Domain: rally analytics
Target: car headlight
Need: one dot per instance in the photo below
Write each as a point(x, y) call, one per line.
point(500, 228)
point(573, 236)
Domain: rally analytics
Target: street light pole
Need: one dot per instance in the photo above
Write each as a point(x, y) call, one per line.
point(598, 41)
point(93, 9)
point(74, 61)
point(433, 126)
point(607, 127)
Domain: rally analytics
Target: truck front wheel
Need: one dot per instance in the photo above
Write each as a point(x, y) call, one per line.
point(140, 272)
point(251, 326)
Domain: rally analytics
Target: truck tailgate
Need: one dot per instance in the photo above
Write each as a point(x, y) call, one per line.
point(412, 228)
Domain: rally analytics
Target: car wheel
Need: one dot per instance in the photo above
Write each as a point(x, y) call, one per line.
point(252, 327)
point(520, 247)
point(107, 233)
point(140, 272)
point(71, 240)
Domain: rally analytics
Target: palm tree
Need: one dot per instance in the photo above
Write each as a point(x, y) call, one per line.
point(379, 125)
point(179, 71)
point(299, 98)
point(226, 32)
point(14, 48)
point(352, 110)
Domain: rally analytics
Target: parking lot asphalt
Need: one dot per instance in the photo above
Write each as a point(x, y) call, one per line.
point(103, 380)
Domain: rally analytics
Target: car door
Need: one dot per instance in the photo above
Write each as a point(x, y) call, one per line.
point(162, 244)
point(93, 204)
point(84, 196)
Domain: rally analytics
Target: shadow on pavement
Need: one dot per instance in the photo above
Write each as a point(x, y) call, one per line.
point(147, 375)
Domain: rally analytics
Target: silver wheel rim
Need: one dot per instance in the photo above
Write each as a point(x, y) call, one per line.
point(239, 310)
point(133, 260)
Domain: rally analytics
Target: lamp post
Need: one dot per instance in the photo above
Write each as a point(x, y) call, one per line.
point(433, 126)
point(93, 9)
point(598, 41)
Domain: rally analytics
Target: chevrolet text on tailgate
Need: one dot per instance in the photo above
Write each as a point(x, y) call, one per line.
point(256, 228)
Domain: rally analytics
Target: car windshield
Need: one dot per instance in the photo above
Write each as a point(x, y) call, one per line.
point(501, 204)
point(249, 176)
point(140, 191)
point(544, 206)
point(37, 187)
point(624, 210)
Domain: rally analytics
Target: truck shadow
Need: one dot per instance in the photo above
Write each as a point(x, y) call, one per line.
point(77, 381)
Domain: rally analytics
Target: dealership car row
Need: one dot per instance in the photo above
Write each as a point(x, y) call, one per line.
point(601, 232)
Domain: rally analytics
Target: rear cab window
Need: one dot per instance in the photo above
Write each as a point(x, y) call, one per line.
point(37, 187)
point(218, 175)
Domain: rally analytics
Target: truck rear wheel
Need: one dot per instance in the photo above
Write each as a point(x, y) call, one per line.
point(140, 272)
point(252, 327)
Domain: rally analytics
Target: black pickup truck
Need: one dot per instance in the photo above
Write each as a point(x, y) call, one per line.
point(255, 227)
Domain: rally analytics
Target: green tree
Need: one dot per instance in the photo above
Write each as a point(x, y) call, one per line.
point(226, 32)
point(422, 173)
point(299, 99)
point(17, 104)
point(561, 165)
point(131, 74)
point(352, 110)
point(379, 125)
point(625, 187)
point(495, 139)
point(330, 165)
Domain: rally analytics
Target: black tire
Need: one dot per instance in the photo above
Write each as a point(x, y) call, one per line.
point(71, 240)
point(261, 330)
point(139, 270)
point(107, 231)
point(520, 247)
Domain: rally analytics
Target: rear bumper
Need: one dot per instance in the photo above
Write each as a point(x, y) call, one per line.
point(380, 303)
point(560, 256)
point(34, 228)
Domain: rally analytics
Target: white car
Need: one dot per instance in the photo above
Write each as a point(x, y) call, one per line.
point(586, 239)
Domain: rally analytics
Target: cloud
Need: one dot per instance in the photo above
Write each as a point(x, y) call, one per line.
⁂
The full listing, top to bottom: write it out again exactly.

▶ _Output for this exercise_:
Domain: rally analytics
Target: car headlight
Need: one dot per instance in the photo below
Write each as a point(x, y) call, one per line.
point(500, 228)
point(573, 236)
Domain: rally analytics
Target: street light pole
Need: one dot per instance in the photo above
Write each as a point(x, y) call, one per line.
point(598, 41)
point(93, 9)
point(74, 61)
point(433, 126)
point(607, 127)
Domain: rally analytics
Target: truck front wheel
Need: one dot per instance in the photo above
Write each as a point(x, y) call, one per line.
point(140, 272)
point(251, 326)
Domain: rally analytics
Target: truck tailgate
Need: one dot per instance in the photo above
Write each as a point(x, y) call, one per line.
point(412, 228)
Domain: rally analytics
Target: car wheel
Need: one dot per instance in the photo above
Write each as a point(x, y) call, one per line.
point(252, 327)
point(520, 247)
point(107, 233)
point(140, 272)
point(71, 240)
Domain: rally analytics
Target: palm tree
Need: one dot per instance in the photo above
Write each as a point(x, y) call, one per line.
point(379, 125)
point(179, 71)
point(299, 98)
point(226, 32)
point(14, 48)
point(352, 110)
Domain: rally analytics
Target: parking lot asphalt
Need: one dot per instance in the photo above
Write each as a point(x, y) call, one per line.
point(103, 380)
Domain: rally analytics
Target: car door
Need: one dot per instance in the photo above
Write each as a point(x, y) call, one per line.
point(162, 244)
point(93, 204)
point(84, 196)
Domain: rally analytics
Target: shadow on pavement
Need: one dot per instance in the photo above
Write each as a point(x, y) call, one per line.
point(147, 375)
Domain: rally analytics
Target: silver wheel rim
Need: one dot per instance in the photo above
Write each as a point(x, y) call, one per line.
point(239, 310)
point(133, 260)
Domain: rally analytics
Target: lamp post
Need: one dot per instance in the photo above
Write each as a point(x, y) call, one per line.
point(433, 126)
point(93, 9)
point(598, 41)
Domain: rally analytics
Target: chevrolet text on tailgate
Need: one dot per instance in the photo above
Write each as a point(x, y) call, one per line.
point(256, 228)
Domain: rally analytics
Target: car windshield
Need: one dot per instance in the photo above
Write each as a point(x, y) call, one per line.
point(501, 204)
point(249, 176)
point(140, 191)
point(544, 206)
point(37, 187)
point(624, 210)
Domain: rally analytics
Target: truck shadow
Need: one dot per instance in the photo above
Write each as a point(x, y) call, one per line.
point(77, 381)
Domain: rally analytics
Target: dealership car row
Need: one dot per instance in the photo above
Write each as a point(x, y) call, one per line.
point(601, 232)
Domain: rally analytics
Target: rear cab window
Need: one dot per instance in the photo above
Write each as a point(x, y) call, one per line.
point(37, 187)
point(218, 175)
Domain: rally analytics
Target: truck rear wheel
Need: one dot per instance in the photo above
Write each as a point(x, y) call, one per line.
point(140, 272)
point(252, 327)
Domain: rally analytics
Target: black pickup truck
Need: one dot per instance in the photo above
Write each as a point(x, y) call, one per line.
point(255, 227)
Domain: rally analytics
Target: green tree
Need: one dot per instance in the photo above
Write each as a point(x, y) call, one per line.
point(226, 32)
point(422, 173)
point(299, 99)
point(17, 104)
point(561, 165)
point(131, 74)
point(352, 110)
point(379, 125)
point(625, 187)
point(495, 139)
point(330, 165)
Domain: rally analytics
Target: black tire
Need: one dot per instance in the photo above
Write each as a point(x, y) call, one per line.
point(71, 240)
point(261, 330)
point(139, 270)
point(107, 231)
point(520, 247)
Domain: rally analytics
Target: rear bumper
Need: one dot per instance in the photo above
Write each as a point(x, y) call, one per line.
point(380, 303)
point(560, 256)
point(34, 228)
Domain: rally analytics
Target: white car
Need: one dot per instance in the photo above
Write each as a point(x, y) call, one per line.
point(586, 239)
Domain: rally analytics
Target: cloud
Need: one dot per instance in the photo above
Write each as a point(x, y) call, one per line.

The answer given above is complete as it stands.